▼

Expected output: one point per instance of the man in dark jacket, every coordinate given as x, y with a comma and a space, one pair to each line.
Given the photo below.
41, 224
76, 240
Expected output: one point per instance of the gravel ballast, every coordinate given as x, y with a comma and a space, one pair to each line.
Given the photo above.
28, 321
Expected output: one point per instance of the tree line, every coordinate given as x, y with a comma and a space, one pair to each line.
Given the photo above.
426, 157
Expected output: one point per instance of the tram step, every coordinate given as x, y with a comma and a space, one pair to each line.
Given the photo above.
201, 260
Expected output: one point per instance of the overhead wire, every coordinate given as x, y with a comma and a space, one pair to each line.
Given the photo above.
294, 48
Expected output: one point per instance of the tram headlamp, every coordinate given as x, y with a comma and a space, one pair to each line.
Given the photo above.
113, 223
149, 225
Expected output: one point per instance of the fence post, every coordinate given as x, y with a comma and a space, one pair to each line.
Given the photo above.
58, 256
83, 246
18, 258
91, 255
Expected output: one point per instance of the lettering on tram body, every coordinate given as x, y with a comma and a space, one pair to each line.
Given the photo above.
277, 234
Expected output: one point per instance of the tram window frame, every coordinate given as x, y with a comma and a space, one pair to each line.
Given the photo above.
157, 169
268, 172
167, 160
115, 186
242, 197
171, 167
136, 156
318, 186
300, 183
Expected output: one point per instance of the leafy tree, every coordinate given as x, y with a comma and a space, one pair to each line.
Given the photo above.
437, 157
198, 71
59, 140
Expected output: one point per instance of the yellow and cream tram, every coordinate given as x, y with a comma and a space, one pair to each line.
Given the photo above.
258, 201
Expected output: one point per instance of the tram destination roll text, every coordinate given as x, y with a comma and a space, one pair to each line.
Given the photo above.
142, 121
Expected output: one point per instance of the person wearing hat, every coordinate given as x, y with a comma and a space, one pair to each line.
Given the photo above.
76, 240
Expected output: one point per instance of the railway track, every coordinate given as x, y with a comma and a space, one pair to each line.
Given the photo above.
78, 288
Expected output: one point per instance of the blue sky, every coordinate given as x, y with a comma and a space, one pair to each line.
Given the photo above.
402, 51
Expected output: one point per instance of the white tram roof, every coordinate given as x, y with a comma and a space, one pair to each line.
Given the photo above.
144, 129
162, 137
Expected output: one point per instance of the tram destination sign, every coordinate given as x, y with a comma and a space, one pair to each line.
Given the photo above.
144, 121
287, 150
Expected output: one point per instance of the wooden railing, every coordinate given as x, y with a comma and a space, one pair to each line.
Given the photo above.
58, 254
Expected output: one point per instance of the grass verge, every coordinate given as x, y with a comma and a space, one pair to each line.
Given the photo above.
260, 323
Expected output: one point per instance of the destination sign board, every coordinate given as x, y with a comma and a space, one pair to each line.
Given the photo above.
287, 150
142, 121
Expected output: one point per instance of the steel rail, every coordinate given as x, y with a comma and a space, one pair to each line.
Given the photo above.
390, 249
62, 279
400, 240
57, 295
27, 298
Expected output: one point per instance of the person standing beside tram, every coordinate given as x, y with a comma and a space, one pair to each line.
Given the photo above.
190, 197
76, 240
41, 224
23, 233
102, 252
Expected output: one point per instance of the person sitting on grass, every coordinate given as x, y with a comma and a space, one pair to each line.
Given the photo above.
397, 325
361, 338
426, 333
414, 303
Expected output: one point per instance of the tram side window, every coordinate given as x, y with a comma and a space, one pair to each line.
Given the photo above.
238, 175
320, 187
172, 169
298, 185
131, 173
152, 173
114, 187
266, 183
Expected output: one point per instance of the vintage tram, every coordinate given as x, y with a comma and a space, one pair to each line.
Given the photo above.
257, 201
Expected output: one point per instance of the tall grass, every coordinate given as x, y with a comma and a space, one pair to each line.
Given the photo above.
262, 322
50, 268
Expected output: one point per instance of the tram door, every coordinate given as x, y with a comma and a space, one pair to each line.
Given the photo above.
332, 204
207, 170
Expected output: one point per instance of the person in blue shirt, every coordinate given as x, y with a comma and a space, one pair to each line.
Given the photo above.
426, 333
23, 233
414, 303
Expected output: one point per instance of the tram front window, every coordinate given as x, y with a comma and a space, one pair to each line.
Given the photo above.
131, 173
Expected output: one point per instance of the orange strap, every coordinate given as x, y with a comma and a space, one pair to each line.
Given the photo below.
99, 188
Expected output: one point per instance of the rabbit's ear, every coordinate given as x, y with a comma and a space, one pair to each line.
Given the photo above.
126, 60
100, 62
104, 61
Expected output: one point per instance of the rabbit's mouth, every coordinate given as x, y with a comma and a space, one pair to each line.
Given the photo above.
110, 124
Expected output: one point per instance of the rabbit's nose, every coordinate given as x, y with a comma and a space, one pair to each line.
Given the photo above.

▲

» **Task**: The line containing "rabbit's nose, every" and every line after it, through the last one above, should be written out word for word.

» **Exercise result**:
Expected output: one point per instance of the rabbit's nose, every coordinate given as x, y with a comma and a space, one pair to each line.
Given the photo above.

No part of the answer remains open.